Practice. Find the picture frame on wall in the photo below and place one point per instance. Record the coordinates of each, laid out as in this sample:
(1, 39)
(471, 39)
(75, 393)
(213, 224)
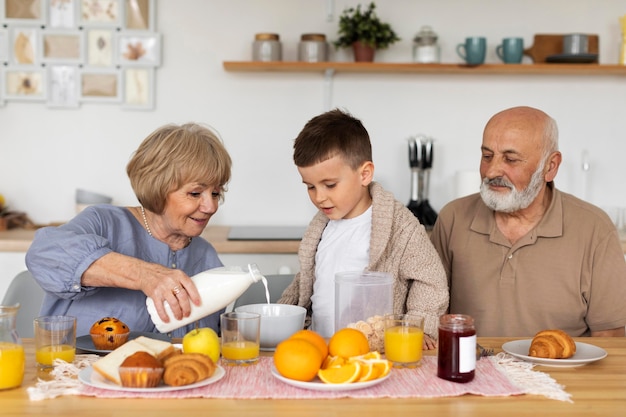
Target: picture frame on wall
(138, 49)
(100, 13)
(138, 88)
(100, 85)
(24, 83)
(62, 14)
(62, 46)
(100, 47)
(23, 12)
(139, 15)
(63, 86)
(23, 46)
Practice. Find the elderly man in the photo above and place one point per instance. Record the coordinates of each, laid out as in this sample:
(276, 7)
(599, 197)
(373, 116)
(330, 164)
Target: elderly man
(522, 256)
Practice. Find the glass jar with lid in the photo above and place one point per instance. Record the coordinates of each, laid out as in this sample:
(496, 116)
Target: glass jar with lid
(266, 47)
(425, 47)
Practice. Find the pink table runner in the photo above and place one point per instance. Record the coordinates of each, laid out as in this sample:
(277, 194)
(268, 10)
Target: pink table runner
(257, 382)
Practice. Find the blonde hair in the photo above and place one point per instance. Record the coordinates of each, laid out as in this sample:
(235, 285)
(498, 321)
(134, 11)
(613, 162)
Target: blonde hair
(174, 155)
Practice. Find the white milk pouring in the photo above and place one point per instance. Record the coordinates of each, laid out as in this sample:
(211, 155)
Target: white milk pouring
(217, 287)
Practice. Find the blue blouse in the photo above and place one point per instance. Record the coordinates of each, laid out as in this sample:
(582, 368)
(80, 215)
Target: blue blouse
(59, 256)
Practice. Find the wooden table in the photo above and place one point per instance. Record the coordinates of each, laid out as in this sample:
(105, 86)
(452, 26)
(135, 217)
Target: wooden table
(598, 389)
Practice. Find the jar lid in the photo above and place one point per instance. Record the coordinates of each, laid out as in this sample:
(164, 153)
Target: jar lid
(266, 37)
(426, 35)
(317, 37)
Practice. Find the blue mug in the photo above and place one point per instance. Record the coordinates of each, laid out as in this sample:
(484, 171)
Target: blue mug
(511, 50)
(473, 50)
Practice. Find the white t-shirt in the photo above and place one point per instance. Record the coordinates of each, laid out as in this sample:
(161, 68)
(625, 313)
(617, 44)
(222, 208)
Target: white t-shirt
(344, 247)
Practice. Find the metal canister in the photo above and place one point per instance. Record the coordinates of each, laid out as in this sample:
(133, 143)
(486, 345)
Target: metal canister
(313, 48)
(267, 47)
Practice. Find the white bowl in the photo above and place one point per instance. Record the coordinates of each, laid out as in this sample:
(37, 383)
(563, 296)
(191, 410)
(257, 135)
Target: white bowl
(278, 321)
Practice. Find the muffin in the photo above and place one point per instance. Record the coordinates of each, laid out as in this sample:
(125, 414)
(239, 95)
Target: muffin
(109, 333)
(141, 370)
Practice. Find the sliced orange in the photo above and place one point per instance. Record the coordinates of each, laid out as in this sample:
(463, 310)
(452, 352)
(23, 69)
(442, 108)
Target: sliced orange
(333, 362)
(344, 374)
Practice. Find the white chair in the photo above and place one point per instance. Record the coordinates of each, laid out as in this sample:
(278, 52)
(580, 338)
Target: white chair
(25, 291)
(255, 294)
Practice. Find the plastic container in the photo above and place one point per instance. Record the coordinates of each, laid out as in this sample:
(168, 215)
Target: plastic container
(362, 299)
(456, 356)
(267, 47)
(12, 358)
(217, 287)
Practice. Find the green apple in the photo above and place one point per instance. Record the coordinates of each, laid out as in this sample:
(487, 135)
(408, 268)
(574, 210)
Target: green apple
(203, 340)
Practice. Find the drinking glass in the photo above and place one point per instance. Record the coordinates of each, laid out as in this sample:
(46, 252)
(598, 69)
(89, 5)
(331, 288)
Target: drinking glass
(240, 338)
(404, 338)
(55, 338)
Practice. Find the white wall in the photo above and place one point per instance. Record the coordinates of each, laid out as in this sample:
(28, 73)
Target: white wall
(45, 154)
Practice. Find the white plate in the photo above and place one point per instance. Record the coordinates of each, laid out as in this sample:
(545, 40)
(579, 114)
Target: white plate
(85, 343)
(318, 385)
(89, 377)
(585, 354)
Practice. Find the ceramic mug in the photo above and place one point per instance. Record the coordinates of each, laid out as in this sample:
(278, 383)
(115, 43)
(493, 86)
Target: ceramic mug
(473, 50)
(511, 50)
(575, 44)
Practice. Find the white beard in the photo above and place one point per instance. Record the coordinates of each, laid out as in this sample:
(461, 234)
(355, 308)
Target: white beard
(514, 200)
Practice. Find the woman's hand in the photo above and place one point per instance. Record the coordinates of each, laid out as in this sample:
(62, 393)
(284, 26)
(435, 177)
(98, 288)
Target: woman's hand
(156, 281)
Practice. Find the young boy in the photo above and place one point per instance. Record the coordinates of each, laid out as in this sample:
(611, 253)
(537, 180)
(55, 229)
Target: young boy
(359, 226)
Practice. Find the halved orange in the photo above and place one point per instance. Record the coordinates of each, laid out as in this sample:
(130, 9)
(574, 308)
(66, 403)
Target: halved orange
(344, 374)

---*---

**Exercise instructions:**
All the lines above must be written out exactly, without a single picture.

**Written answer:**
Practice. Find the picture frame on wall in the photo below and place one point per instance. Record the coordinates of each, laid out as in this sample:
(1, 39)
(471, 39)
(75, 393)
(213, 224)
Target: picture frame on wall
(138, 49)
(100, 13)
(138, 88)
(100, 85)
(24, 83)
(62, 14)
(62, 46)
(100, 47)
(23, 12)
(139, 15)
(63, 86)
(23, 46)
Practice. Find the elderly man in the photo above and place one point per instance. Record the coordinates of each, laid out as in this sample:
(276, 7)
(599, 197)
(373, 116)
(330, 164)
Target: elderly man
(522, 256)
Practice. Find the glass jar with lid in the photo above and place one point per instance. Record the coordinates of each, laid out as in this sample:
(496, 116)
Target: glass jar with lid
(266, 47)
(425, 47)
Practice. Find the pink table runner in the photo above and place one point per instance. Record the coordinates of each, laid out as in this sample:
(277, 194)
(268, 10)
Target: pink table runner
(257, 382)
Practice. Find the blonde hair in the photo above and place one point per instance. Record the coordinates of each, laid out as in this sample:
(235, 285)
(498, 321)
(134, 11)
(613, 162)
Target: blonde hair
(174, 155)
Practice. Find the white milk pouring in the photo above and place one point per instance. Record the coordinates of each, laid out as in this sample:
(211, 155)
Target: white milk pouring
(217, 287)
Practice. Find the blue blouse in the photo above and place one point per instance. Record the coordinates of each, laid out as in this sample:
(582, 368)
(80, 215)
Target: blue blouse
(59, 256)
Practice. Find the wooden table in the photo above and place one point per instance. Record the coordinates of each, laid out as in this sample:
(105, 86)
(452, 26)
(135, 217)
Target: wooden table
(598, 389)
Practice. Find the jar lid in the photo above and place one point per instance. Record the coordinates of each, laid out as in this sample:
(164, 153)
Target: jar lid
(266, 37)
(426, 35)
(317, 37)
Practice. Find the blue mug in the photo above and place one point per instance. Record the coordinates of each, laid out as in this sample:
(484, 171)
Target: blue mug
(511, 50)
(473, 50)
Practice. Find the white t-shirt in the photo above and place one point per instance. Record the coordinates of each, laid out as in this sample:
(161, 68)
(625, 313)
(617, 44)
(222, 208)
Target: white t-shirt
(344, 247)
Practice. Find the metal canister in the photo above and place one point per instance. Record the coordinates of each, laid out as in this sample:
(133, 143)
(486, 345)
Target: metal canister
(313, 48)
(267, 47)
Practice. Find the white bowl in the photo above and place one point per instance. Record the coordinates of each, laid out as in this sample:
(37, 383)
(563, 296)
(191, 410)
(257, 135)
Target: white bowl
(278, 321)
Practice. Find the muffin in the photo above and place one point per instance. Record the coordinates of each, laid out as in this sample:
(125, 414)
(239, 95)
Target: muffin
(109, 333)
(141, 370)
Practice. Find the sliced orange in the photo above and place one point per instance. Record the coordinates of each, laid out as in this sample:
(463, 310)
(452, 352)
(23, 69)
(442, 108)
Target: sliced orange
(333, 362)
(344, 374)
Practice. Find the white chair in the photo above and place one point per instance. Record the coordinates of each, laid out as in this sample:
(278, 52)
(580, 338)
Target: white chair
(25, 291)
(255, 294)
Practice. Find the plastic container in the photo above and place one point per instance. Record the coordinates of each, laid out as in this sample:
(168, 215)
Target: plastic container
(362, 299)
(456, 356)
(267, 47)
(12, 358)
(217, 287)
Practice. Find the green apple in the photo above and place one point per instance. Record the coordinates of each, laid out as in this sample:
(487, 135)
(408, 268)
(574, 210)
Target: green apple
(203, 340)
Practice. Find the drinking glass in the photo above and place one point per instance. Record the coordinates of each, laid out as in this sample:
(46, 252)
(598, 69)
(89, 5)
(331, 288)
Target: drinking glass
(240, 338)
(404, 338)
(55, 338)
Practice. Find the white wall in the photo above and place one point per instance. Record the coordinates of each, laid out as in this sample:
(28, 73)
Target: white wall
(45, 154)
Practice. Find the white plate in the photo above and place one point per instance. Record the coordinates of each, laid out as in this sample:
(545, 40)
(579, 114)
Target: white plate
(85, 343)
(318, 385)
(89, 377)
(585, 354)
Practice. Find the ceramic mug in the photo above and place one point per instance. Record the coordinates of each, laid out as in this sample:
(278, 383)
(115, 43)
(493, 86)
Target: ceramic mug
(473, 50)
(511, 50)
(575, 44)
Practice. Find the white beard in the photo above and place one point per instance. Record the coordinates of each, laid out as in this sample:
(461, 234)
(355, 308)
Target: white beard
(514, 200)
Practice. Find the woman's hand in the photo above and place one point per instance. Record the coordinates of each, laid out as in this sample:
(62, 393)
(284, 26)
(435, 177)
(98, 288)
Target: woman's hand
(156, 281)
Practice. Find the young boy in the photo above and place one point per instance. Record the coordinates of each, laid out as in this sample:
(611, 253)
(537, 180)
(55, 229)
Target: young boy
(359, 226)
Practice. Find the halved orange in the photo above and place one point per instance. Record the coordinates of each, laid out as in this sample:
(130, 9)
(574, 308)
(66, 403)
Target: halved orange
(344, 374)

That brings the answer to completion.